Tujuan Latihan: Bisakah Anda melanjutkan teks tentang pendidikan Islam, mulai setelah kalimat terakhirnya?

Teks Sumber:
▼
Pengajaran yang pertama merupakan informasi yang dapat diakses manusia melalui
ajaran agama, sedangkan pengajaran yang kedua merupakan konfirmasi yang
diusahakan manusia melalui eksplorasi terhadap fenomena alam. Baik pengajaran
berupa informasi maupun konfirmasi, keduanya merupakan proses pencarian
kebenaran yang saling melengkapi untuk menuju kebahagiaan hidup di dunia dan akhirat.
Dalam pendidikan Islam, sasaran
yang ingin dicapai adalah melakukan pengaturan dan pembinaan dari segenap aspek
potensial manusia agar mencapai kesempurnaan. Di sisi lain, manusia sebagai
mahluk multi dimensi memiliki banyak aspek potensial dari mulai aspek material
(jasmani), hingga immaterial (akal dan jiwa).
▲
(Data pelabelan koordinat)
▼
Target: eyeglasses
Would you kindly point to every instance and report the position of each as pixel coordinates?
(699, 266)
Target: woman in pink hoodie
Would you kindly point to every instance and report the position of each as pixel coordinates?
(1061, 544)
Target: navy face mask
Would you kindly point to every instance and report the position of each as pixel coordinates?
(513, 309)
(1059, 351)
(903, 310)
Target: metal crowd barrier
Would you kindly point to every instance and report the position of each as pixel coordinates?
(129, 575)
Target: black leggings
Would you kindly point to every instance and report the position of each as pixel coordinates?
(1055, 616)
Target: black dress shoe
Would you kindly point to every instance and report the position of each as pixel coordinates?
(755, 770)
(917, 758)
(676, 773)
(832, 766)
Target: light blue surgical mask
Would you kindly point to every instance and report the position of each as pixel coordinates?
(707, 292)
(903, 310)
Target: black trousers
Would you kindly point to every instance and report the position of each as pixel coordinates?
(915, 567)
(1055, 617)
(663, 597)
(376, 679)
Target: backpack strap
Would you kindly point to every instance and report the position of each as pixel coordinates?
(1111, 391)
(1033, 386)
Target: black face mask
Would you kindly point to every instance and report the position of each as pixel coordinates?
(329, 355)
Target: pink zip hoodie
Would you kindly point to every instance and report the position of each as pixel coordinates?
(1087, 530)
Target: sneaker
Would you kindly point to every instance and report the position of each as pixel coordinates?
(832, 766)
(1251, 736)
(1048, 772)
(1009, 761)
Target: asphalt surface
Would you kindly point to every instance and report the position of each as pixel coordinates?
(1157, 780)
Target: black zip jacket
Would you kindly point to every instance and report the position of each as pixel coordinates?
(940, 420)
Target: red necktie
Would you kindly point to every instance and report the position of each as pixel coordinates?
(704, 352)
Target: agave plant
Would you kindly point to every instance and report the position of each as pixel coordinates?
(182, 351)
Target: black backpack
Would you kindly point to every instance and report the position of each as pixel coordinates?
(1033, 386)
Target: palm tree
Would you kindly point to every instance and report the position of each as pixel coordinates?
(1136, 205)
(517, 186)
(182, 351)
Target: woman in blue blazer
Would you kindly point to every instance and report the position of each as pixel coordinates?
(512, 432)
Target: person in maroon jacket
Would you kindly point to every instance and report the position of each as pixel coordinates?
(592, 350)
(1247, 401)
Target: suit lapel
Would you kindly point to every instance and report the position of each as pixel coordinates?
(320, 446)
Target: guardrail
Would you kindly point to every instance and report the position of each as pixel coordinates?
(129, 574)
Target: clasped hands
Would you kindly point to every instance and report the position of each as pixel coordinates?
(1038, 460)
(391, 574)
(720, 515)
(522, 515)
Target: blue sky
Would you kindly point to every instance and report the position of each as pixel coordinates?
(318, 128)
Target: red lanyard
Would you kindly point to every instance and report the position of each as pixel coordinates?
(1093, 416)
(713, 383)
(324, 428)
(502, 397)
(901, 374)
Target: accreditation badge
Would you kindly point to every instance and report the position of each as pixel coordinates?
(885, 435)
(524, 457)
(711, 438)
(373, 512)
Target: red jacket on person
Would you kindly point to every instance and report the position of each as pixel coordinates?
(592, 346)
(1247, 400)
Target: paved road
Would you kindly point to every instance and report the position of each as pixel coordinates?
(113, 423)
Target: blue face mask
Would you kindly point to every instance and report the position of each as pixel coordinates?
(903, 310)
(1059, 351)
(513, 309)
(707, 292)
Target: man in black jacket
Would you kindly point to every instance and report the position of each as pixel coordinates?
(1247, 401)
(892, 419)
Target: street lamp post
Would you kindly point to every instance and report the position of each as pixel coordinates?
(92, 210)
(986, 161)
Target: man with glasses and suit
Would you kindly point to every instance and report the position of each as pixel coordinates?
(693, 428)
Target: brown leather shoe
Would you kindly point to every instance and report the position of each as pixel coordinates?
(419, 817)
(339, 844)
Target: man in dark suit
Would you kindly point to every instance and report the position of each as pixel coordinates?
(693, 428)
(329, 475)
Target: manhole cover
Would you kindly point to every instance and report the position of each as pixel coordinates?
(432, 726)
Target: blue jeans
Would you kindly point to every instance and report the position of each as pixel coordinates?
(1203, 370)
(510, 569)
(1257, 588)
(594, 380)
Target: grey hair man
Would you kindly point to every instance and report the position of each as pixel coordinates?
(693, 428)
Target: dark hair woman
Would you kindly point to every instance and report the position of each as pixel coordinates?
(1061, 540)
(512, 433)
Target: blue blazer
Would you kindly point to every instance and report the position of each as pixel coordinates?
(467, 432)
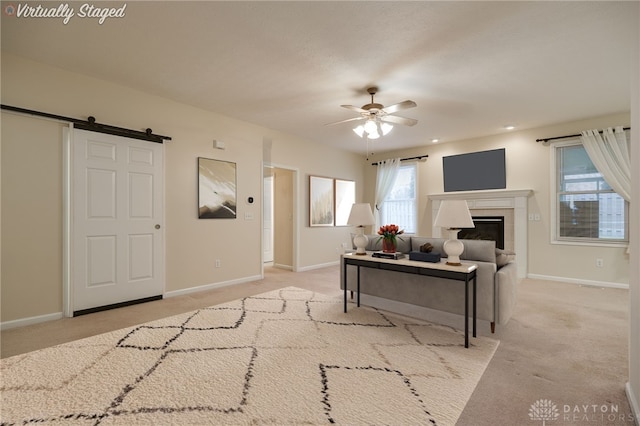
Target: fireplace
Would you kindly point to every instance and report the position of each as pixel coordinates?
(486, 228)
(512, 204)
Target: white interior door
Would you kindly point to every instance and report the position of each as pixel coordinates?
(118, 247)
(268, 219)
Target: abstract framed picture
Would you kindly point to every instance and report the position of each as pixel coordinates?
(321, 198)
(216, 189)
(345, 197)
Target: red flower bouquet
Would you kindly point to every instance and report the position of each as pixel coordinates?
(388, 235)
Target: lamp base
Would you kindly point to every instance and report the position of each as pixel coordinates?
(360, 241)
(453, 247)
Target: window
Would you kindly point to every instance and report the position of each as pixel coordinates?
(587, 209)
(401, 207)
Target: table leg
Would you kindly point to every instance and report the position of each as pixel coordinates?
(344, 281)
(466, 312)
(475, 277)
(358, 286)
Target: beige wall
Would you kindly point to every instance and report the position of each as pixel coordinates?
(31, 217)
(528, 167)
(31, 283)
(633, 386)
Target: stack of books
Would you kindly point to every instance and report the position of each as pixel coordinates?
(384, 255)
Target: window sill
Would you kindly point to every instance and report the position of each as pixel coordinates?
(611, 244)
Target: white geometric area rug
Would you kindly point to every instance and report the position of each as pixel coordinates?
(287, 357)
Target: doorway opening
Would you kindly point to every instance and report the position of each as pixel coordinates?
(280, 224)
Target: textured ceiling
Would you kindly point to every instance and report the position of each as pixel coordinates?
(472, 67)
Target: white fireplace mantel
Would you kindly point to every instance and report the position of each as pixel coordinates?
(494, 199)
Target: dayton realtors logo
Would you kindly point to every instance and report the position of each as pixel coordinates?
(64, 12)
(546, 410)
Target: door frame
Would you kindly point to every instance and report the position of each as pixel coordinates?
(67, 220)
(296, 215)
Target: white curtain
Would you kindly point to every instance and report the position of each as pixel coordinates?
(609, 152)
(387, 172)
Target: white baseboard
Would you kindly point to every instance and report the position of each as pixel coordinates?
(30, 321)
(281, 266)
(211, 286)
(420, 312)
(318, 266)
(633, 402)
(578, 281)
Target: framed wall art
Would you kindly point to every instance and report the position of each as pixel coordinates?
(216, 189)
(345, 191)
(321, 196)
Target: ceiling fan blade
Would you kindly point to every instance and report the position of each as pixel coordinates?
(345, 121)
(352, 108)
(399, 120)
(398, 107)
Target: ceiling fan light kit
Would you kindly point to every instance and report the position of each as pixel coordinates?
(378, 117)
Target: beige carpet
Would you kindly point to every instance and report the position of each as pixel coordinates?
(289, 356)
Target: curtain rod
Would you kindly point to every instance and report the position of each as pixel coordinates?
(407, 159)
(91, 124)
(568, 136)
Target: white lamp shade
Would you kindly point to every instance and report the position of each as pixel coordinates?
(361, 215)
(454, 214)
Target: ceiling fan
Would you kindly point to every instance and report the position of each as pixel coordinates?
(378, 117)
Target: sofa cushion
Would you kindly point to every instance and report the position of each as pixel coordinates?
(504, 256)
(481, 250)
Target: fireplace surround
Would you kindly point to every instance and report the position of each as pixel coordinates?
(486, 228)
(512, 204)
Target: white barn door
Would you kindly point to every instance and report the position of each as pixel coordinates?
(118, 218)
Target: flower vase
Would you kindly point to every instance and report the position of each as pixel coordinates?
(388, 246)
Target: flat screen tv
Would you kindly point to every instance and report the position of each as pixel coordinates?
(475, 171)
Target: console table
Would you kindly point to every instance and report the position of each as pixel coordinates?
(465, 273)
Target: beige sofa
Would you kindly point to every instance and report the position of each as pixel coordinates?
(497, 281)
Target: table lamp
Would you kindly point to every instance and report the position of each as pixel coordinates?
(361, 216)
(454, 215)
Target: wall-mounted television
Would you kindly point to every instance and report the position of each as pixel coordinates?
(475, 171)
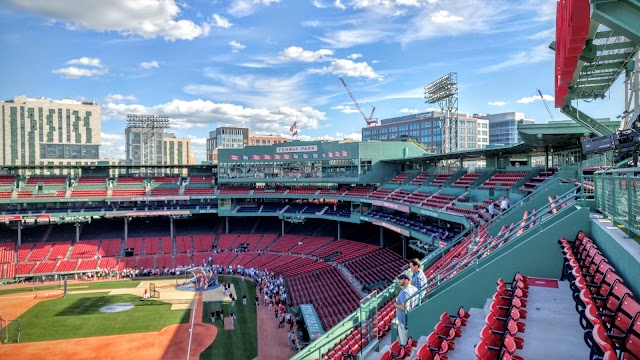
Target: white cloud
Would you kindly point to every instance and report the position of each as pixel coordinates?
(149, 64)
(296, 53)
(343, 39)
(349, 68)
(221, 21)
(85, 61)
(236, 46)
(141, 18)
(530, 99)
(119, 98)
(534, 55)
(345, 109)
(242, 8)
(252, 89)
(112, 146)
(498, 103)
(205, 114)
(73, 72)
(444, 17)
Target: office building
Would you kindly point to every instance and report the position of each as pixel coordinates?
(49, 132)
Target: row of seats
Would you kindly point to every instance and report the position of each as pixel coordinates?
(609, 314)
(498, 338)
(442, 339)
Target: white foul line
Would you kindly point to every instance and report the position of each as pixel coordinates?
(193, 317)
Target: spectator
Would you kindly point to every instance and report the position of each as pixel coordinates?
(418, 279)
(402, 305)
(491, 210)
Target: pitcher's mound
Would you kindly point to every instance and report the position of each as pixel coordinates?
(228, 323)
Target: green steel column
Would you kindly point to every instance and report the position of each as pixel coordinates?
(19, 233)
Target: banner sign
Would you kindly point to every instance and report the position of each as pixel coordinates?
(146, 213)
(314, 326)
(393, 206)
(308, 148)
(397, 229)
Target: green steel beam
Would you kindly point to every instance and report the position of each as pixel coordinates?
(617, 46)
(585, 120)
(622, 16)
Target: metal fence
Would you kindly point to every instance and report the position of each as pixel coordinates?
(617, 195)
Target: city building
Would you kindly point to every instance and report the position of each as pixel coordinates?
(426, 129)
(147, 143)
(503, 127)
(237, 138)
(177, 151)
(49, 132)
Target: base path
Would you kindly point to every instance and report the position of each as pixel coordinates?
(272, 341)
(170, 343)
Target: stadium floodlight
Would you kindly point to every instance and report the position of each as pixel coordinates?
(441, 89)
(444, 92)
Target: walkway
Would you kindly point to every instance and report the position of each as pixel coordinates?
(272, 341)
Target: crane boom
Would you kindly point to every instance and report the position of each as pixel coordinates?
(370, 120)
(546, 105)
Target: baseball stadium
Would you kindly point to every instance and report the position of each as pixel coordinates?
(529, 251)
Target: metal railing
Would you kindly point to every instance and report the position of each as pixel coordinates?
(617, 195)
(488, 245)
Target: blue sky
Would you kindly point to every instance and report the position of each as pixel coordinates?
(264, 64)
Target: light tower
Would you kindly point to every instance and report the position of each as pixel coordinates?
(444, 92)
(144, 136)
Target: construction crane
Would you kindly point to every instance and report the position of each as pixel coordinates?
(546, 105)
(371, 121)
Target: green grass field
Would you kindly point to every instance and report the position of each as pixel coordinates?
(96, 285)
(78, 316)
(241, 343)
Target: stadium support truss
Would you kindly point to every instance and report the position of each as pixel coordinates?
(444, 92)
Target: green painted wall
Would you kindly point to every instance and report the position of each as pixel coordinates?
(535, 253)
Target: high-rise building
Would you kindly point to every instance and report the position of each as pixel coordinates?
(237, 138)
(261, 139)
(177, 151)
(49, 132)
(503, 127)
(147, 143)
(426, 129)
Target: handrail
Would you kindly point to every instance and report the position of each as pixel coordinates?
(493, 243)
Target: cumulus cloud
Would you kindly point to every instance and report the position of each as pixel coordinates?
(296, 53)
(530, 99)
(498, 103)
(349, 68)
(119, 98)
(149, 64)
(142, 18)
(236, 46)
(221, 21)
(533, 55)
(73, 72)
(112, 146)
(345, 109)
(240, 8)
(85, 61)
(205, 114)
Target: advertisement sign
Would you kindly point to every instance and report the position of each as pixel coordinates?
(308, 148)
(393, 206)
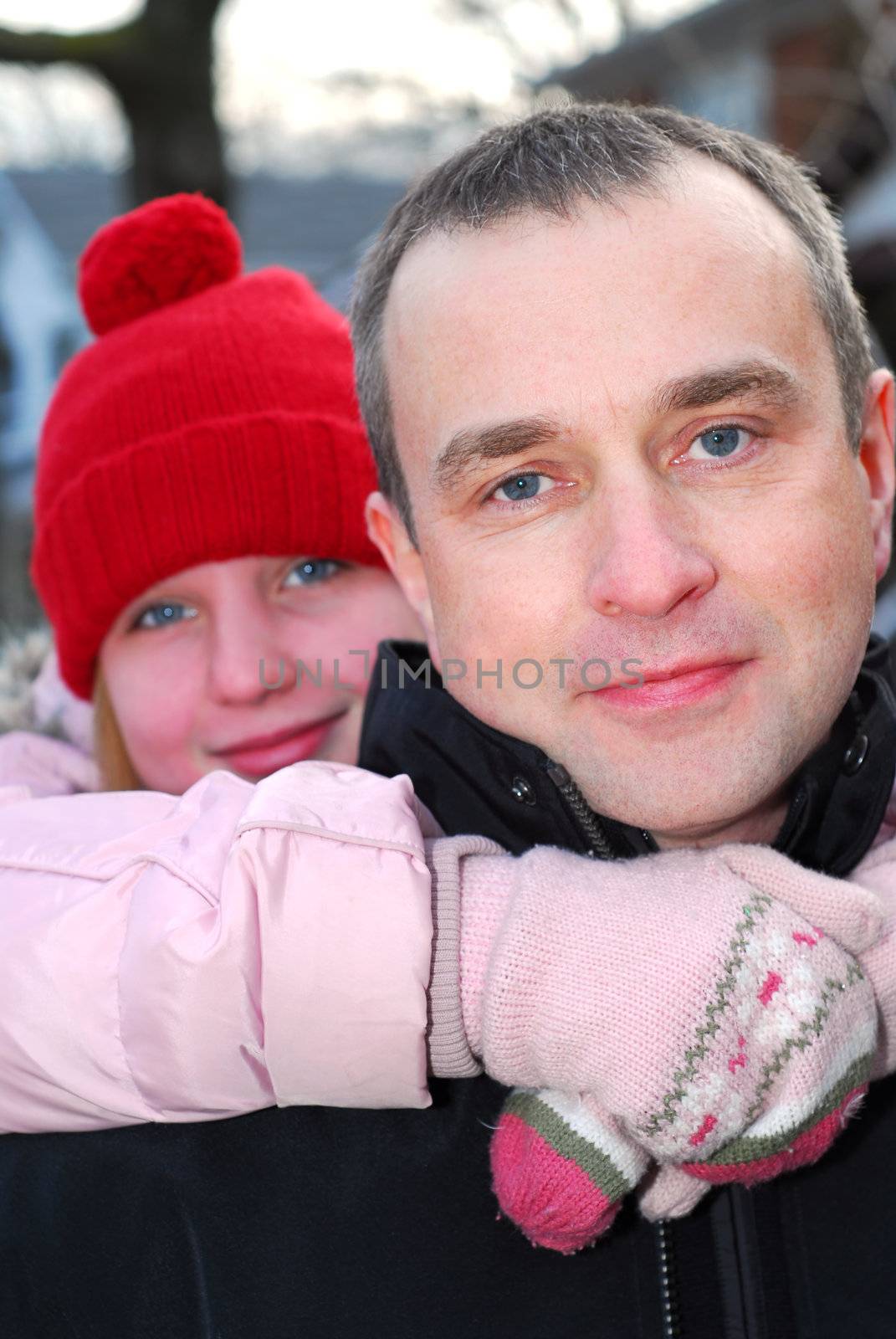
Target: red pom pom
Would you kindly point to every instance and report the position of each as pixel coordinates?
(165, 251)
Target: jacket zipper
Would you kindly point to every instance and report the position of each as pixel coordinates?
(668, 1282)
(583, 813)
(599, 848)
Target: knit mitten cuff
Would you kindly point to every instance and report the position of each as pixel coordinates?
(449, 1049)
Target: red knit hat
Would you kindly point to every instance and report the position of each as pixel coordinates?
(213, 418)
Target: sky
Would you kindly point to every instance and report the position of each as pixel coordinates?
(279, 66)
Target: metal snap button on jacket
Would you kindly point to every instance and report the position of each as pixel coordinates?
(521, 790)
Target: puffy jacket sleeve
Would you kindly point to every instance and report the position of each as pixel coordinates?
(200, 957)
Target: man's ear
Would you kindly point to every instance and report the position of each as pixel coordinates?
(389, 533)
(876, 459)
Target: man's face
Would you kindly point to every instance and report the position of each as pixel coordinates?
(623, 439)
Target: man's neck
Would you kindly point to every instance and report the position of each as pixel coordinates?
(762, 825)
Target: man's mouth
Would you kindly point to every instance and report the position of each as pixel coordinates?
(673, 686)
(263, 754)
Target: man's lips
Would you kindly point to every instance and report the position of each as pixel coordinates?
(263, 754)
(684, 683)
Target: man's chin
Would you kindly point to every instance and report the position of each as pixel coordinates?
(704, 820)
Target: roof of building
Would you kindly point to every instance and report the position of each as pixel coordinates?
(316, 225)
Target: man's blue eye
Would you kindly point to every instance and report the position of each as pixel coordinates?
(721, 441)
(524, 486)
(164, 615)
(312, 571)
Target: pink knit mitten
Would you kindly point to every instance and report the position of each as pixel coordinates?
(561, 1168)
(762, 1059)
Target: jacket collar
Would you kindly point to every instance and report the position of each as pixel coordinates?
(476, 778)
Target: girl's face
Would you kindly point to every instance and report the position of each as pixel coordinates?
(202, 670)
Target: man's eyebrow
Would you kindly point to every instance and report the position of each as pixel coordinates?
(472, 448)
(714, 385)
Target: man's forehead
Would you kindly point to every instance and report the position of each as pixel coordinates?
(710, 201)
(528, 316)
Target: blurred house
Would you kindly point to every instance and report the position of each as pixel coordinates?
(804, 74)
(40, 327)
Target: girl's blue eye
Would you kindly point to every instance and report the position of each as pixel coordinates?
(165, 615)
(314, 571)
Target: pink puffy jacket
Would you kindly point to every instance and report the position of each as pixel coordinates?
(198, 957)
(216, 952)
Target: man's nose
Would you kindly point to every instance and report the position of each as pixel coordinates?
(648, 557)
(247, 659)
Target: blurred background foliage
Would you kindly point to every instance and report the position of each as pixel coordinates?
(307, 122)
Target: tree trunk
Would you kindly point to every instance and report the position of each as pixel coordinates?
(161, 69)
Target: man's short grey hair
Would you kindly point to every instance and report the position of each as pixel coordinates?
(550, 164)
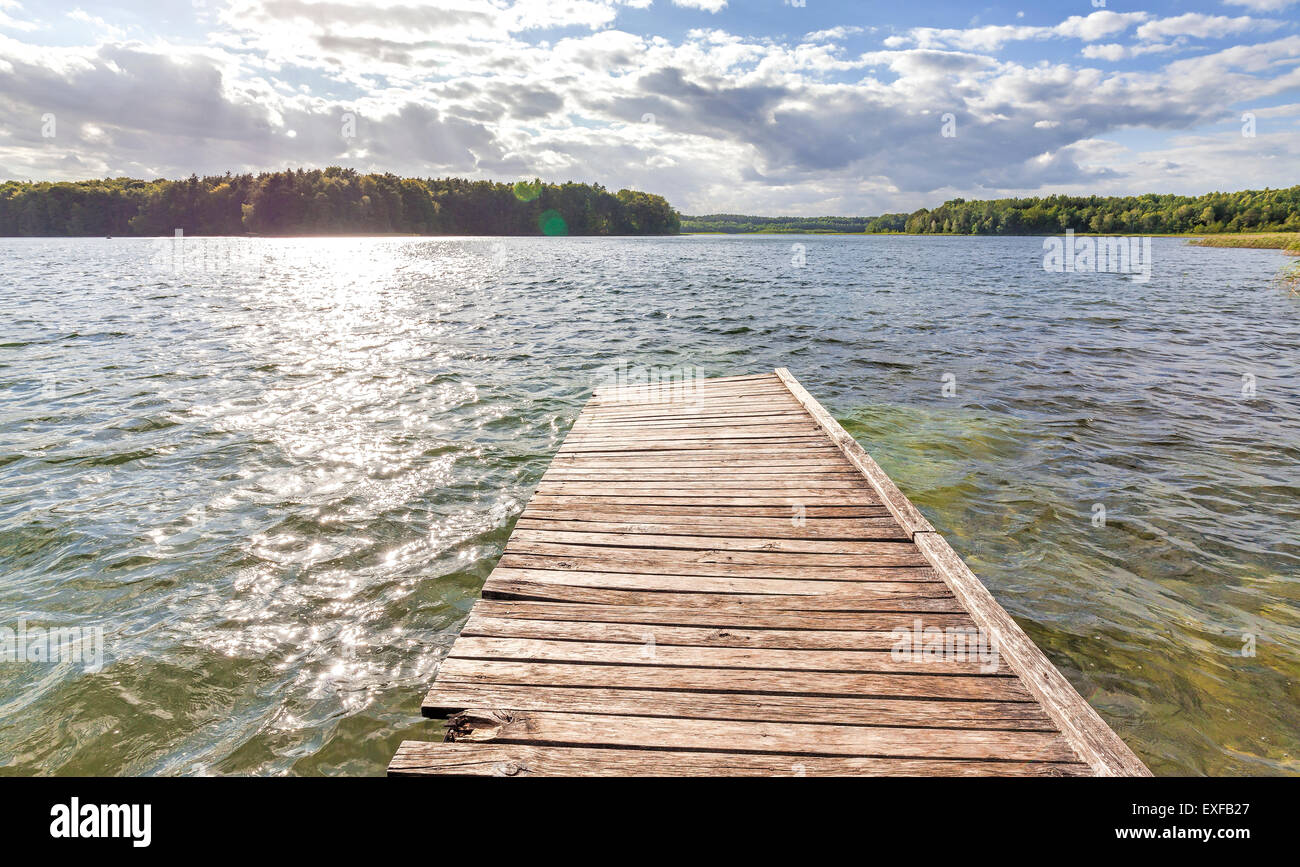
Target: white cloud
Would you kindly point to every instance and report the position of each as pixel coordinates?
(1201, 26)
(833, 34)
(481, 89)
(1262, 5)
(705, 5)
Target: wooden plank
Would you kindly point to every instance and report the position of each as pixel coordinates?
(602, 506)
(663, 543)
(879, 590)
(650, 653)
(909, 517)
(715, 568)
(863, 528)
(505, 581)
(635, 633)
(417, 758)
(1015, 716)
(787, 738)
(736, 680)
(714, 577)
(910, 606)
(723, 615)
(897, 555)
(1083, 728)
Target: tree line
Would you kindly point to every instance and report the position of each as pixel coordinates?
(1144, 215)
(332, 200)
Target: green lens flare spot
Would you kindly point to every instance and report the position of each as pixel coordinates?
(527, 190)
(553, 224)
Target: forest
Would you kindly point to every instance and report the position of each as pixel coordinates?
(1144, 215)
(333, 200)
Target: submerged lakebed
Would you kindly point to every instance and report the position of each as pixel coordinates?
(276, 472)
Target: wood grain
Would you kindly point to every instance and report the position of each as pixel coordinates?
(714, 579)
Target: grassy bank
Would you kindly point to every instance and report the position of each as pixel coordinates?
(1285, 241)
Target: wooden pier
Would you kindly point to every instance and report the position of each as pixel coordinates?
(715, 579)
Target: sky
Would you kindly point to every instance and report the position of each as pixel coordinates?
(770, 107)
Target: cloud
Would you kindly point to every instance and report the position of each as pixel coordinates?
(559, 90)
(1201, 26)
(1262, 5)
(705, 5)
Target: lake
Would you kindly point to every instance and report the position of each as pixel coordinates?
(276, 472)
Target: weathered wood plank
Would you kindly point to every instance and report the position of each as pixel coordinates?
(417, 758)
(737, 680)
(1082, 727)
(1018, 716)
(705, 568)
(655, 581)
(908, 515)
(650, 653)
(788, 738)
(714, 577)
(724, 614)
(910, 606)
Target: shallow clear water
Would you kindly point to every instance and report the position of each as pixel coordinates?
(277, 472)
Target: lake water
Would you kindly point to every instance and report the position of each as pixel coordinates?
(277, 472)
▲
Jawaban Latihan:
Untuk
itulah, maka Allah mengutus Rasul sebagai pendidik yang dalam al Qur'an
disebutkan bertugas sebagai penyampai informasi Tuhan (yatlu 'alaihim ayatih),
menyucikan yang berarti mendidik (yuzakkîhim) dan mengajar yang tidak lain
menanamkan pengetahuan (yuallimuhum) baik yang berkaitan dengan alam fisika
maupun metafisika. Tujuan
pendidikan islam (tarbiyyah) tidak hanya bersifat immanent, tetapi juga
transenden. Sebab target yang ditetapkannya adalah melahirkan kesempurnaan
manusia agar tercipta mahluk dwidimensi dalam satu keseimbangan, dunia-akhirat,
atau ilmu dan iman.
Karena tujuan itu, maka
pendidikan Islam menjadikan pemahaman akan kitab suci sebagai salah satu syarat
mutlak dalam proses pelaksanaannya. Hal demikian dikarenakan target menciptakan
manusia dengan keilmuan dan keimanan yang mantap tidak akan dapat diwujudkan
hanya sebatas melalui pengetahuan kognitif yang relatif. Lebih dari itu,
kebenaran pengetahuan kognitif harus dikonfirmasikan kepada pengetahuan akan
informasi transenden yang mutlak dan absolut. Pengetahuan transenden yang
dimaksud adalah pengetahuan akan pesan-pesan kitab suci al Qur'an, dan
pengetahuan tersebut dinamakan tafsir.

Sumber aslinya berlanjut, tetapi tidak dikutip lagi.